### DATASET RECORDS
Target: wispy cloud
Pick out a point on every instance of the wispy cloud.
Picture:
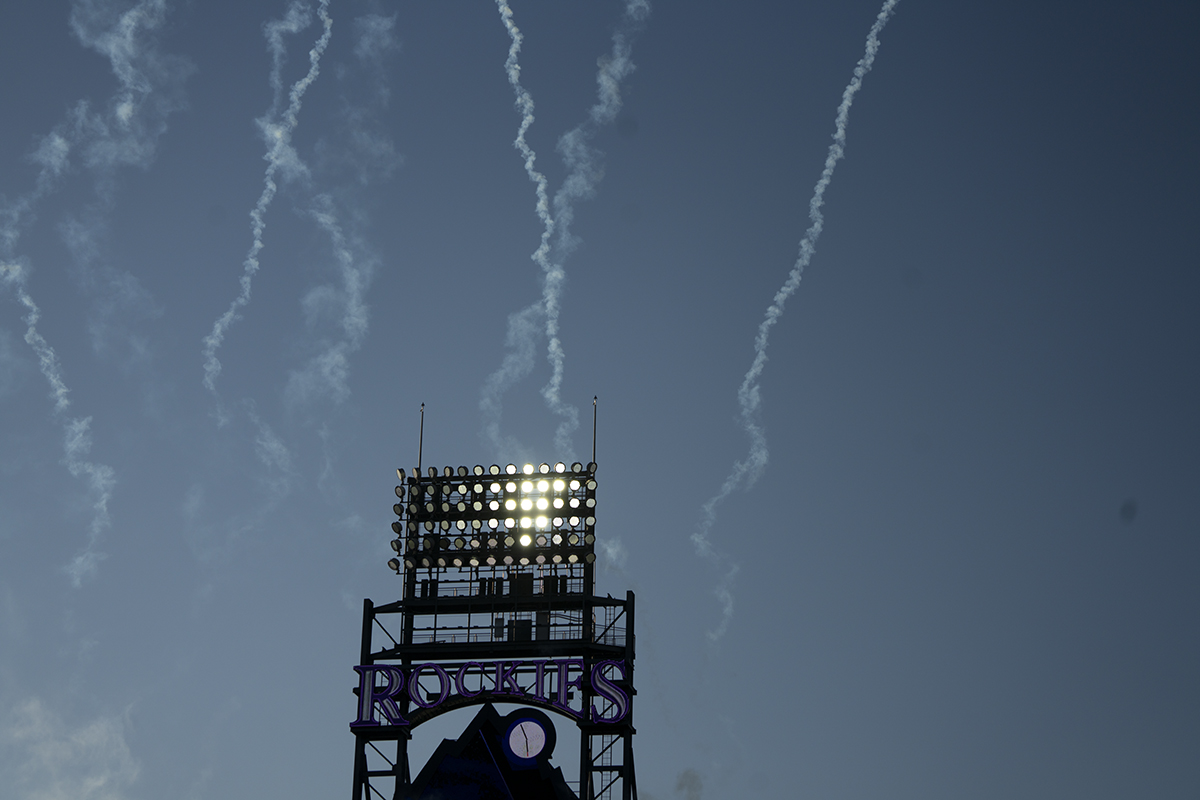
(276, 128)
(100, 479)
(46, 758)
(747, 471)
(327, 373)
(123, 133)
(557, 242)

### INSTRUCTIONS FOR THE TASK
Copy every line of the material above into your answer with nothing changed, leaving out the picture.

### COMPLETED TASK
Target: wispy cloud
Pick out a point on every instance of the wispy cloud.
Picture:
(276, 128)
(100, 479)
(46, 758)
(747, 471)
(327, 373)
(123, 133)
(557, 242)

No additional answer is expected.